§ **What you will do**
Give all of the lines again, with nothing added or dropped.

Dataset excerpt:
┌──

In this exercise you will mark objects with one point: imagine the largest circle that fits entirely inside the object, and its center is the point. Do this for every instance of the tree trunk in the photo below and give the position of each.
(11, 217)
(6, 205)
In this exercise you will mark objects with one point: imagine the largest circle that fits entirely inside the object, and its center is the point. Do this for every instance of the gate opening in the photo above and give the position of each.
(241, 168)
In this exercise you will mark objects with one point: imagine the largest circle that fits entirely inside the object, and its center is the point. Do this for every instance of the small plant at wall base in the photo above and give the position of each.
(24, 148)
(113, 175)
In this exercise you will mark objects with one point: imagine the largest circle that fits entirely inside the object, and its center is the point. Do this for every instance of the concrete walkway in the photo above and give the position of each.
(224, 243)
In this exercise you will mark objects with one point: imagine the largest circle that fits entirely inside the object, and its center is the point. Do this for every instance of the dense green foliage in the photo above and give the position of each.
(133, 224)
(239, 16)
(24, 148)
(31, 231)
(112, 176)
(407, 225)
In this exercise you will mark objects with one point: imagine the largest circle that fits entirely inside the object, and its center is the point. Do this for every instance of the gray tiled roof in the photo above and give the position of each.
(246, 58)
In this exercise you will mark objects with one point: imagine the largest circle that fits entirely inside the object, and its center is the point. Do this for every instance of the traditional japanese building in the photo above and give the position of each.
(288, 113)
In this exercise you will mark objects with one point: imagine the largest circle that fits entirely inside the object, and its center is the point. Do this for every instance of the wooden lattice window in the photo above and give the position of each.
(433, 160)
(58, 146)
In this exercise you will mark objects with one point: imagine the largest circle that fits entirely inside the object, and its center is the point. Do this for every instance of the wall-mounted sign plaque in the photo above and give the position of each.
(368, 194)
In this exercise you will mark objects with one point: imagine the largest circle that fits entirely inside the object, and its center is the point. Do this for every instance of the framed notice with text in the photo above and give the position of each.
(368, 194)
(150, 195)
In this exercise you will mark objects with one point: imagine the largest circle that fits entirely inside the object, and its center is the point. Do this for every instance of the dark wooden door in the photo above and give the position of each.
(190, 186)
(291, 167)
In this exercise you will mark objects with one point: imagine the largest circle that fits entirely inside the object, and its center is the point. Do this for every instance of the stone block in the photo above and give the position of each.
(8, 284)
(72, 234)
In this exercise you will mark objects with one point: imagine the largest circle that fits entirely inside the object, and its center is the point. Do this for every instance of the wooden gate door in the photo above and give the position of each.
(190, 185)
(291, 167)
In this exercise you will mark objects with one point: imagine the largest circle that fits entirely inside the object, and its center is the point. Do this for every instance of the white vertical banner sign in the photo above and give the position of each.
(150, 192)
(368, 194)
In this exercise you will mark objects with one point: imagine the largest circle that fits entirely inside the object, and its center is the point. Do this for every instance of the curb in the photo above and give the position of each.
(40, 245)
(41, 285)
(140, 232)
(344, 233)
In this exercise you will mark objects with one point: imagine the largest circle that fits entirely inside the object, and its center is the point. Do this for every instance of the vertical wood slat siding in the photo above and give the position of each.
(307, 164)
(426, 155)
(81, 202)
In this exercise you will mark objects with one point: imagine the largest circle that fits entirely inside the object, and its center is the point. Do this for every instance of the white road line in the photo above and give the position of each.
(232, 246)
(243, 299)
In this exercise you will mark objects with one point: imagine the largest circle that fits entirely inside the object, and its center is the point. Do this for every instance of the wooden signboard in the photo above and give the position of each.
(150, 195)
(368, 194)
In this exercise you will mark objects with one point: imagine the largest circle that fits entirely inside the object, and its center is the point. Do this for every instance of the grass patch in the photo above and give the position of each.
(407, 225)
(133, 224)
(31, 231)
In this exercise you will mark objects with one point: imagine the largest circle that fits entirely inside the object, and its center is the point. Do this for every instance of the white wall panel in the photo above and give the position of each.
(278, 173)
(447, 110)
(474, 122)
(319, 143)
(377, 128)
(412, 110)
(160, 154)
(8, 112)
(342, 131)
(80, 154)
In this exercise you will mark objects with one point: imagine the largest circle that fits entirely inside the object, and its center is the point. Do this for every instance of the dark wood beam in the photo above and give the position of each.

└──

§ **Task solution**
In this exercise you will mark objects with one point: imagine the largest circle that fits entirely inside the object, and its center is the point. Do this for every instance of the tree trunk in the photo below and give the position of each.
(11, 217)
(6, 205)
In this exercise you will mark objects with one point: imagine the largest circle that fits entirely inside the object, and its center is the point. Do this for every instance of the gate opening in the photo above and give the position of each.
(241, 168)
In this exercise you will mark objects with one point: imagine the largest circle that fits entirely inside the object, and its center is the point. Do this for every instance of the small plant at wall base in the photo above and give the position of each.
(24, 148)
(113, 175)
In this exercise you will mark objects with one point: imagine the largest circle that fits entirely inside the object, and its center is the point. Do this for every instance of the concrete walkway in the photo above and give the position of each.
(224, 243)
In this exercise you will mark objects with one point: imagine the largest circle that fits entirely inside the object, and its center is the point. Do this for every instance of the dense green foliage in the photo above and give the position of each.
(133, 224)
(239, 16)
(24, 148)
(31, 231)
(112, 176)
(407, 225)
In this exercise you will mark objects with one point: imagine the largest circle that fits entirely inside the object, and its center is the point. Do this for every instance of the gray tiled roof in the photo above and give the position of each.
(246, 58)
In this exercise you will mark objects with one point: imagine the largest circle that fits entirely inside the object, and its center is the point. Do this for every instance of the traditional japanese building in the photo above and give the position of each.
(288, 113)
In this exercise you will mark objects with one point: imagine the largest circle that fits entirely inside the object, and its center is the point. Do this for every instance of the wooden lattice window in the photo above and give the position of each.
(433, 160)
(58, 146)
In this exercise you will mark objects with one point: imagine the largest circle that fits entirely inside the object, and its center is the point. Do this for every instance of the wall-mounted sign plaque in the photo above and give the position of each.
(368, 194)
In this exercise you will mark objects with one point: imagine the largest circle that fits entirely inside the object, and its center is the point. Do this for every instance of the framed notice with text in the photo above and give the position of each.
(368, 194)
(150, 195)
In this exercise you will mark objects with one point: imagine the largest circle that fits entirely inside the object, and its center is the point. Do this for every instance of the dark wooden door in the photo above and give the position of each.
(190, 186)
(291, 167)
In this exercise you will mark objects with one point: imagine the largest circle that fits entirely inside the object, and its center is the point. Do this for every instance of the stone block in the photo above and give the position of each.
(8, 284)
(72, 234)
In this exercise you will mark objects with one point: imagine the largest circle that fits entirely inside the object, and its center is the point. Do this for every instance of the wooden gate door in the photo above and give the position of each.
(190, 185)
(291, 167)
In this exercise you will mark objects with one point: imagine the largest circle that fits entirely inside the object, and its center is the point. Do this for every instance of the white vertical banner sign in the photo above and give the position of each.
(150, 192)
(368, 194)
In this exercise you will mark objects with one point: imagine the largest circle that fits entirely inside the object, and its center is the point. Do this for every instance of the curb in the photo above and give the position of each.
(40, 245)
(41, 285)
(140, 232)
(344, 233)
In this exercise you will mark objects with one point: imagine the largest circle that fits entirely inside the object, and its center is the point. Do this for every instance of the vertical wood slat siding in the photo above and give the position of each.
(307, 164)
(426, 155)
(81, 202)
In this exercise you will mark objects with one point: imagine the largest circle that fits entirely inside the object, and its center is the point. Do this for every instance of the white road line in the photo above and give the position of each.
(232, 246)
(243, 299)
In this exercise you will mark objects with one point: imagine the largest circle that fits entirely inside the object, and its center is the point. Do this for every instance of the wooden signboard in the photo above and give the position of each.
(150, 195)
(368, 194)
In this exercise you will mark objects with one point: imagine the largest circle that fits entirely inside the object, and its center is the point. Do this for every instance of the grass patch in the photo above and give the position of each.
(407, 225)
(133, 224)
(31, 231)
In this exercise you will mark objects with one point: imagine the largest circle that fits entirely inside the object, and its center is the point. Do this for every instance of the white wall panel in the photo above and give the position of each.
(278, 173)
(447, 110)
(474, 122)
(319, 143)
(377, 128)
(412, 110)
(160, 154)
(8, 112)
(342, 131)
(80, 154)
In this exercise you will mark objects with one point: imagine the largest circle that fits entirely inside the object, and its center is the point. Do this for every instance of the dark wood beam in the photo above and give the position of each.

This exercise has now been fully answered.